■ Extrait choisi:
= = = =

Elu sur la base de son programme de société et installé dans ses nouvelles fonctions de Président de la République le 06 avril 2016, le Chef de l’Etat Patrice Talon vient de boucler cent (100) jours à la tête de l’Etat béninois. Mais quel bilan peut-on faire de ses premiers mois en tant que premier des Béninois? Le bilan n’est pas du tout reluisant. Le Gouvernement doit revoir sa copie en ce qui concerne l’emploi des jeunes, l’indépendance de la justice, la sécurité des personnes et des biens et bien d’autres chantiers.
Les Béninois sont-ils satisfaits des cent premiers jours du Président de la République? Sans risque de se tromper, la réponse est non. Les chantiers sur lesquels le peuple attendait le plus le Gouvernement et qui devraient être sa priorité au cours de ces premiers mois sont abandonnés. Les Béninois sont restés sur leur faim et c’est donc un échec total pour le nouveau régime.
Sur le plan social, ça grogne déjà dans le rang des partenaires sociaux. Ces derniers se sentent méprisés par l’actuel régime qui veut à tout prix noircir les nobles et légitimes réalisations de l’ancien régime. «Nous avons l’impression que le Gouvernement de Talon paradoxalement veut montrer que tout ce qui est fait hier est mauvais et lui-même veut faire le contraire de ce qui est fait hier. Et c’est là où on a tous les problèmes», regrette malheureusement le Secrétaire général de l’Union nationale des syndicats des travailleurs du Bénin (Unstb), Emmanuel Zounon. Ainsi, au lieu de se concentrer sur l’avenir du pays pour les cinq prochaines années, la «rupture» verse dans l’intoxication et la manipulation des populations afin de leur montrer à tout prix que le régime passé a «détruit le pays».
Depuis quelques semaines, l’administration du trésor public et de la comptabilité est paralysée. Le Gouvernement a toujours du mal à régler cette crise pour soulager la peine des usagers de cette administration. Même au niveau de l’ex-Ministère chargé des relations avec les institutions, placé désormais sous la tutelle du Ministère de la justice, les travailleurs sont mécontents du traitement qui leur est fait par les nouvelles autorités. Il s’agit là des questions auxquelles le Gouvernement devrait accorder une priorité.
Pendant les trois mois de gouvernance, aucune mesure n’a été prise à l’endroit des jeunes et des femmes. L’emploi des jeunes et l’autonomisation des femmes n’est pas une priorité pour le nouveau Gouvernement. Le plus grave, c’est que certains emplois des jeunes sont supprimés. Les femmes qui avaient toujours bénéficié des microcrédits sont laissées pour compte. C’est la grande désolation et l’amertume qui règnent dans leur rang. Elles ne savent plus à quel saint se vouer.

= = = =

■ Lignes de données de pointage d'objets:
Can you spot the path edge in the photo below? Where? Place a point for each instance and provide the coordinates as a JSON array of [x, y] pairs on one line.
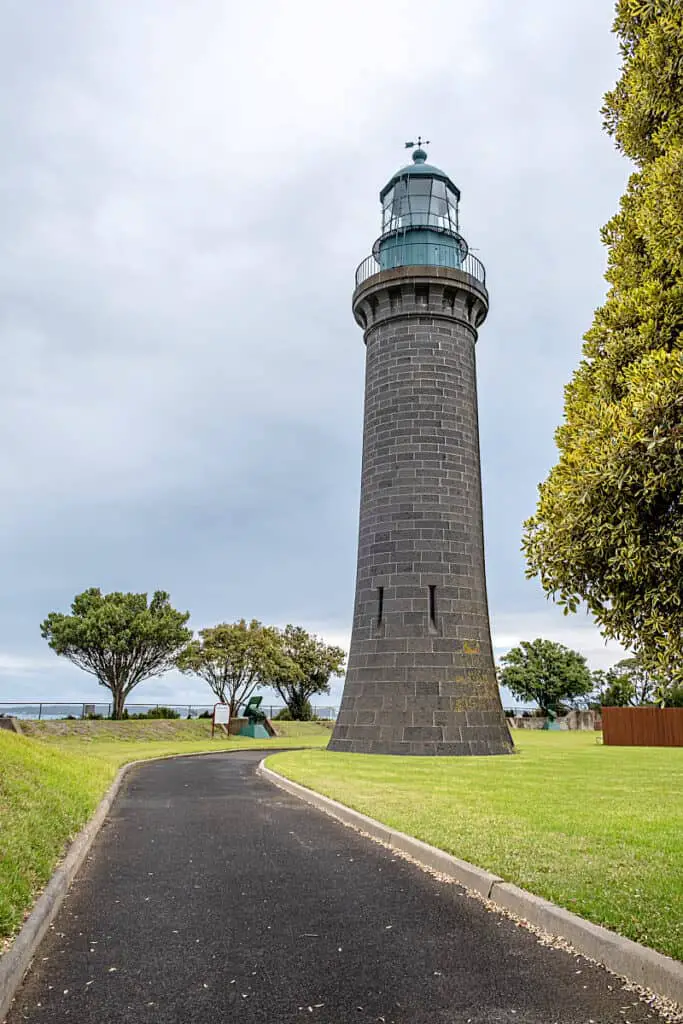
[[622, 956], [15, 963]]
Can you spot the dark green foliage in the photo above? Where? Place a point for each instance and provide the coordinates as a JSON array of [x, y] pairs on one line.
[[166, 713], [235, 658], [304, 670], [608, 527], [121, 639], [547, 673]]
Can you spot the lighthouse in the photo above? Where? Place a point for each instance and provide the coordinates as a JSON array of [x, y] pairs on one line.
[[421, 678]]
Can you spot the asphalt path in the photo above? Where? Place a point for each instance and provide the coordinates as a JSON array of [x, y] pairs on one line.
[[211, 895]]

= = = =

■ La consigne: Citez mot pour mot le passage du texte sur les cent premiers jours de Patrice Talon, de « Pendant les trois » jusqu'à « saint se vouer. ».

■ Corrigé de l'exercice:
Pendant les trois mois de gouvernance, aucune mesure n’a été prise à l’endroit des jeunes et des femmes. L’emploi des jeunes et l’autonomisation des femmes n’est pas une priorité pour le nouveau Gouvernement. Le plus grave, c’est que certains emplois des jeunes sont supprimés. Les femmes qui avaient toujours bénéficié des microcrédits sont laissées pour compte. C’est la grande désolation et l’amertume qui règnent dans leur rang. Elles ne savent plus à quel saint se vouer.